-- Information shown start --
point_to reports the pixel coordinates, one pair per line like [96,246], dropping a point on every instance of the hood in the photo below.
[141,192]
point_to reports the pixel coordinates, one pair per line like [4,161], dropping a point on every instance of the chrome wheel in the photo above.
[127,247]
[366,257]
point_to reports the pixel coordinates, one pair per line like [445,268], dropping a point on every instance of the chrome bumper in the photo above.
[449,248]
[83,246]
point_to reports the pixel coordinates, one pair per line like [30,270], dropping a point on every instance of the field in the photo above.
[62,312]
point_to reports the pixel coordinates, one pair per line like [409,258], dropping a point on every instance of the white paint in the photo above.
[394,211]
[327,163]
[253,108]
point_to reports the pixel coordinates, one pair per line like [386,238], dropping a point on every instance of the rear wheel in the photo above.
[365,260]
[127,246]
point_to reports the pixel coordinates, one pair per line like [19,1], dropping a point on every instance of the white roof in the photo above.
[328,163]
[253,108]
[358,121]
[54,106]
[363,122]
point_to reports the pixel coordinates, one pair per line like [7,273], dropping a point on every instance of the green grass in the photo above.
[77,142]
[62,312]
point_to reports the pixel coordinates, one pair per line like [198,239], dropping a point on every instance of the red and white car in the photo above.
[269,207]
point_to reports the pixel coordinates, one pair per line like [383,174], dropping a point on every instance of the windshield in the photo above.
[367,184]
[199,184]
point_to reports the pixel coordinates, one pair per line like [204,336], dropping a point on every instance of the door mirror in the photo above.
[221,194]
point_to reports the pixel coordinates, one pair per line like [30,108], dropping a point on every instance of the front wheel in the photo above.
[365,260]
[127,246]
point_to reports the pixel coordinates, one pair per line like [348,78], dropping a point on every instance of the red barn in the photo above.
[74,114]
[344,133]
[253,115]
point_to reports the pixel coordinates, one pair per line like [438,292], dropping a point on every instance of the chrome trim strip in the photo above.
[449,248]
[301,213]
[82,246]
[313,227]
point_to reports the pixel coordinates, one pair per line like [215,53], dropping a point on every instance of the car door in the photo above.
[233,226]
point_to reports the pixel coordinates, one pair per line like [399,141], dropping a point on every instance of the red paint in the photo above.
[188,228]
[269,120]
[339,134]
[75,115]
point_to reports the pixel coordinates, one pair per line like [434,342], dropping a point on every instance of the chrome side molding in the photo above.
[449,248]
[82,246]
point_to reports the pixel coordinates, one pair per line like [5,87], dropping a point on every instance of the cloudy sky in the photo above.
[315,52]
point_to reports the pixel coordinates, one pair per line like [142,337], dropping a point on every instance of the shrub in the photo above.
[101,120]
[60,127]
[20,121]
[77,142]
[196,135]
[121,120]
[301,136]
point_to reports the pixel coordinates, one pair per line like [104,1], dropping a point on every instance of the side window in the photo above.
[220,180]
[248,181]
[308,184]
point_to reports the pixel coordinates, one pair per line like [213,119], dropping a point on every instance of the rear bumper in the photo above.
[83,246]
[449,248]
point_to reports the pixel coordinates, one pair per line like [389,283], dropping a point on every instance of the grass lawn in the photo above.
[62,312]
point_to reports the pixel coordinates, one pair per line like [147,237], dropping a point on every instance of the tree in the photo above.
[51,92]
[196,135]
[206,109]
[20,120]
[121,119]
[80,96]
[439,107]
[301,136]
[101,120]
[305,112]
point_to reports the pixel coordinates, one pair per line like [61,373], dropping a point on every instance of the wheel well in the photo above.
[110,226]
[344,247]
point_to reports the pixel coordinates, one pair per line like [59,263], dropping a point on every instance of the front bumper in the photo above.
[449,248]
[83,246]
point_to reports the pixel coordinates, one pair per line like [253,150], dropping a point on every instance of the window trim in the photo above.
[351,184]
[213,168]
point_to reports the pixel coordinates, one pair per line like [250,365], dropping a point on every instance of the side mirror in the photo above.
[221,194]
-- Information shown end --
### [Exercise task]
Copy out, word for word, the lines in the records above, from the line containing "trim in the photo above." through the end of the records, with both ends included.

### [Solution to this exercise]
point_to reports the pixel coordinates, one pair per line like [253,150], dropping a point on every instance of the window trim in the photo above.
[351,184]
[213,168]
point_to reports the pixel coordinates, one pair per line like [250,365], dropping a point on every instance of the side mirror in the photo above.
[221,194]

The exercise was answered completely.